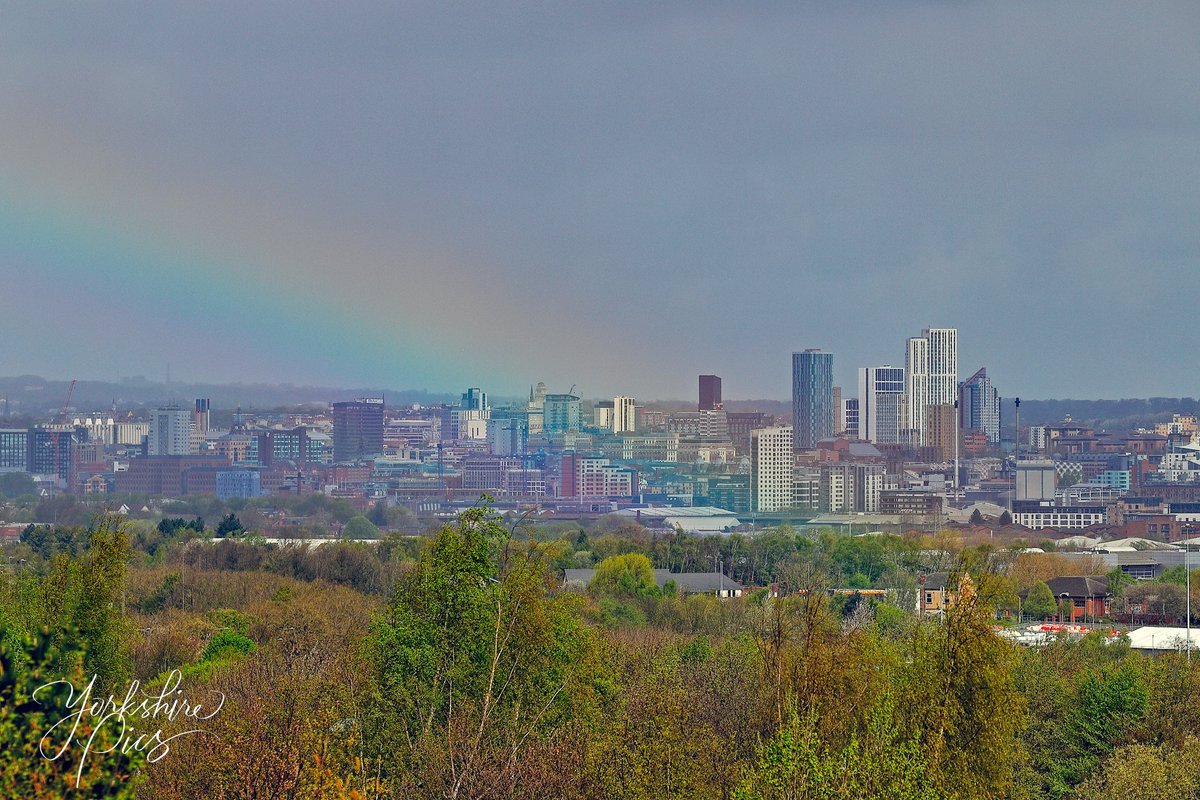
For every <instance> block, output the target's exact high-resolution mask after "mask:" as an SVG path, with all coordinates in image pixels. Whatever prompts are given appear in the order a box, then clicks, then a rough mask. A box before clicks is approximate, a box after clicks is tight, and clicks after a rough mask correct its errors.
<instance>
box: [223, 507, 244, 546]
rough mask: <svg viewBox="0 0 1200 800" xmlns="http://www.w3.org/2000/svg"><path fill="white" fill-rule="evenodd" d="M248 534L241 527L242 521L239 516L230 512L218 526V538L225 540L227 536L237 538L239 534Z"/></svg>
mask: <svg viewBox="0 0 1200 800" xmlns="http://www.w3.org/2000/svg"><path fill="white" fill-rule="evenodd" d="M244 533H246V529H245V528H242V527H241V521H240V519H238V515H235V513H234V512H232V511H230V512H229V513H228V515H227V516H226V517H224V518H222V519H221V523H220V524H217V534H216V535H217V536H218V537H222V539H224V537H226V536H236V535H239V534H244Z"/></svg>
= = = =
TASK DETAILS: Work out how many lines of the data above contain the string "path". Case counts. Give only the number.

SOLVED PROBLEM: 3